--- SOURCE TEXT ---

The F1-score is the harmonic mean of precision and recall, providing a balance between the two metrics. If you value for precision and recall, you can look at the F1-score.

Threshold independent metrics

AUROC (Area Under the ROC Curve)

The Area Under the Receiver Operating Characteristic (AUROC) curve is a performance metric used to evaluate the ability of a binary classifier to distinguish between positive and negative classes across all possible classification thresholds. Here’s a detailed definition:

ROC Curve: The ROC curve is a graphical plot that illustrates the performance of a binary classifier by plotting the True Positive Rate (TPR) against the False Positive Rate (FPR) at various threshold settings.
AUC (Area Under the Curve): The AUROC is the area under the ROC curve. It provides a single scalar value that summarizes the overall performance of the classifier. The AUROC ranges from 0 to 1:
- 0.5: Indicates no discriminative ability, equivalent to random guessing.
- 1.0: Represents perfect discrimination, where the model perfectly distinguishes between classes.
Interpretation: The AUROC can be interpreted as the probability that a randomly chosen positive instance is ranked higher than a randomly chosen negative instance by the classifier.
Threshold-Invariant: It evaluates performance across all classification thresholds.
Use Cases: AUROC is particularly useful for comparing models in binary classification tasks, especially when class distributions are balanced. However, it may not be as informative as the Precision-Recall curve in highly imbalanced datasets.

As a graph, a y=x line would represent a random classifier while a y=1 line would be an ideal classifier. This article has an excellent explanation for ROC and PR curves. I encourage you to read it.

PR Curve

A Precision-Recall (PR) curve is a graphical representation that illustrates the trade-off between precision and recall for different threshold values in a binary classification task.

Precision (y-axis) is the ratio of true positive predictions to the total number of positive predictions (true positives + false positives).
Recall (x-axis), also known as sensitivity, is the ratio of true positive predictions to the total number of actual positive instances (true positives + false negatives).

The PR curve is particularly useful for evaluating the performance of models on imbalanced datasets, where the positive class is of greater interest. It helps in understanding how well a model can identify positive instances while minimizing false positives.

Experimental Setup

The experiment involves evaluating the performance of binary classifiers under varying conditions of class imbalance and prediction probabilities. A synthetic dataset is generated with 10,000 samples, where the true class labels (y_true) are created based on specified imbalance ratios (0.5, 0.1, 0.9), representing balanced, minority, and majority class scenarios, respectively. Prediction scores (y_scores) are generated with probabilities of predicting class 1 set to 0 (biased), 0.5 (random), and 1 (biased).

---

**REQUIREMENT 1**
List every line of the records that contains the string "woman".

--- EXTRACTED ENTRIES ---

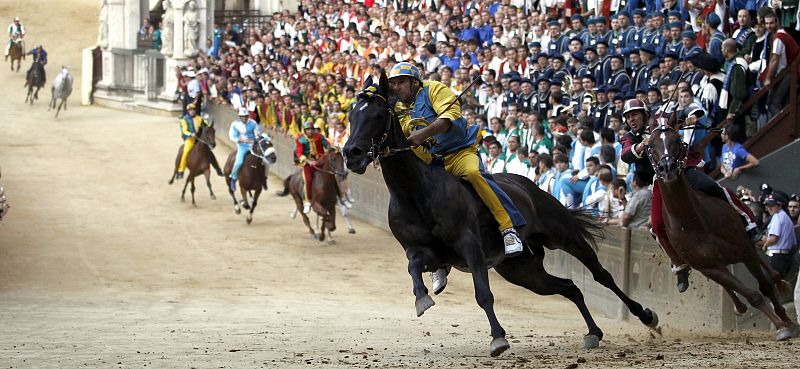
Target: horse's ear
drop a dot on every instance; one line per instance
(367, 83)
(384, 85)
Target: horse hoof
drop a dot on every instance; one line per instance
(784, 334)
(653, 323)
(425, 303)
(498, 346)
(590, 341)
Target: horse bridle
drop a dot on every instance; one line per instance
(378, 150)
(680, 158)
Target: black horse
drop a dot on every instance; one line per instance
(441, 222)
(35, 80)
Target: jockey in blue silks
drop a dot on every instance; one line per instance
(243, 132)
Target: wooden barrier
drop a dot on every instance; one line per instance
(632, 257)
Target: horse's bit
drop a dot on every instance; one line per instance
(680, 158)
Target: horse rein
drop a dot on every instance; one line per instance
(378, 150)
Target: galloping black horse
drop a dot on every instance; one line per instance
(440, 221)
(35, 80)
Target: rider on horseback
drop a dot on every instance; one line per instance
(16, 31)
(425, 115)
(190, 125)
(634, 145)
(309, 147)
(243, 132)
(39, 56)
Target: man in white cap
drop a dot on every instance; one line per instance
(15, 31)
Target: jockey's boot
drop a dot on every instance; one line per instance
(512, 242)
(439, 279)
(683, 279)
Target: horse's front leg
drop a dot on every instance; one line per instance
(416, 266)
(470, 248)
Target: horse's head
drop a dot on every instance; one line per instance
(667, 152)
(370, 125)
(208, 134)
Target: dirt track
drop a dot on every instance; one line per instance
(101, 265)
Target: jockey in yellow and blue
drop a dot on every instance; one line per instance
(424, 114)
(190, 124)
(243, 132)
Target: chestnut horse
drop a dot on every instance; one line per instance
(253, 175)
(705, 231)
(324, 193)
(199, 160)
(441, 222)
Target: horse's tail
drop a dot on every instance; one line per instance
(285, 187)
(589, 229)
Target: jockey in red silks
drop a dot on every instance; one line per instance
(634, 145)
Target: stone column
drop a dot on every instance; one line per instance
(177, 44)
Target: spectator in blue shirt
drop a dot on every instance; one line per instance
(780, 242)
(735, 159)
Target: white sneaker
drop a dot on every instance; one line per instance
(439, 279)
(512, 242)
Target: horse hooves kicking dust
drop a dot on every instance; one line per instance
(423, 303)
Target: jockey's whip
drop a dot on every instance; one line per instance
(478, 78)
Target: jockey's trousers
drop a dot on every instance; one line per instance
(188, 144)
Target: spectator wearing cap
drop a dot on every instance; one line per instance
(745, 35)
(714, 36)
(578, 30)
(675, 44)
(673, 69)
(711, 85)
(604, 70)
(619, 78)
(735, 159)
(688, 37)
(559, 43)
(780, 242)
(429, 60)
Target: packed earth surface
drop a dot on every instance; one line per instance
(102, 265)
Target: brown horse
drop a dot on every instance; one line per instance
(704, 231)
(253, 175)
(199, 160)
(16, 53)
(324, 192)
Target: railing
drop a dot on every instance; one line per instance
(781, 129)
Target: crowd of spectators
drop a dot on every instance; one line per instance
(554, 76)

---
--- EXTRACTED ENTRIES ---

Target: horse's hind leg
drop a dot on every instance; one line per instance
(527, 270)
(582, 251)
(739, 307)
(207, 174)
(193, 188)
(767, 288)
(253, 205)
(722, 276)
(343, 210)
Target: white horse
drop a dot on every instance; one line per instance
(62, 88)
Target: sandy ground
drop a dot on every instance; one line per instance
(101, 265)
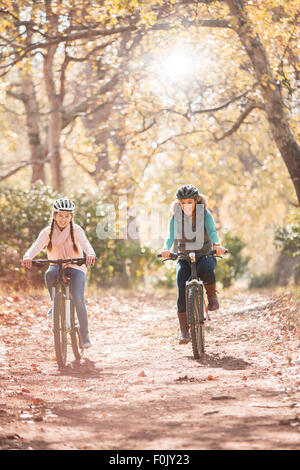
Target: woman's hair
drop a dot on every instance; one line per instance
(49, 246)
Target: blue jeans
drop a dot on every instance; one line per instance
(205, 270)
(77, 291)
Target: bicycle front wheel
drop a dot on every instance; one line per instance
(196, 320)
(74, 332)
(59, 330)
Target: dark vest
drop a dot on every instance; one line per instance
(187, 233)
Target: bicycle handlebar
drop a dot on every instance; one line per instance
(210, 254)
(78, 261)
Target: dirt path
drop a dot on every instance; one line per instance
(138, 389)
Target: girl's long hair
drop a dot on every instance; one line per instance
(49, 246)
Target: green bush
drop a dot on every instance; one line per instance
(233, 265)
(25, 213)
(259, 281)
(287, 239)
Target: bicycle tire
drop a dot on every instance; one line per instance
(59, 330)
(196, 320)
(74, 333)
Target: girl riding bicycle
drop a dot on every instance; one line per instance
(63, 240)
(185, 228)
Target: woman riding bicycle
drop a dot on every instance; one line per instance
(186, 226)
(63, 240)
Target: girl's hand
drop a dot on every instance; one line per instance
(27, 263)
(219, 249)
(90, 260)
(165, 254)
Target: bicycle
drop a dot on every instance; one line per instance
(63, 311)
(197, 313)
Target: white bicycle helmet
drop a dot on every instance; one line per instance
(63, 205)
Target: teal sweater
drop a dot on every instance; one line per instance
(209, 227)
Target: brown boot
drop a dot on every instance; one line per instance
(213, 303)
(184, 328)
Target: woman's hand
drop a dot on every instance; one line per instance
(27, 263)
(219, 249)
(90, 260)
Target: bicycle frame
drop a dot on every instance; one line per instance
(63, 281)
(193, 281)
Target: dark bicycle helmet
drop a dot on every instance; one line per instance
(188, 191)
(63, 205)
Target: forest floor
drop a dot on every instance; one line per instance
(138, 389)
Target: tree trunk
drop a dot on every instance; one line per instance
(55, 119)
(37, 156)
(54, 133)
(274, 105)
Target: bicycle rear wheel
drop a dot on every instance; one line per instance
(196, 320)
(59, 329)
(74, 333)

---

**REQUIREMENT 2**
List the terms in the source text that open each point of the detailed AUROC definition and are followed by a colon.

**TASK SOLUTION 1**
Target: woman's hair
Target: woman riding bicycle
Target: woman's hand

**TASK SOLUTION 2**
ROC Curve
AUC (Area Under the Curve)
Interpretation
Threshold-Invariant
Use Cases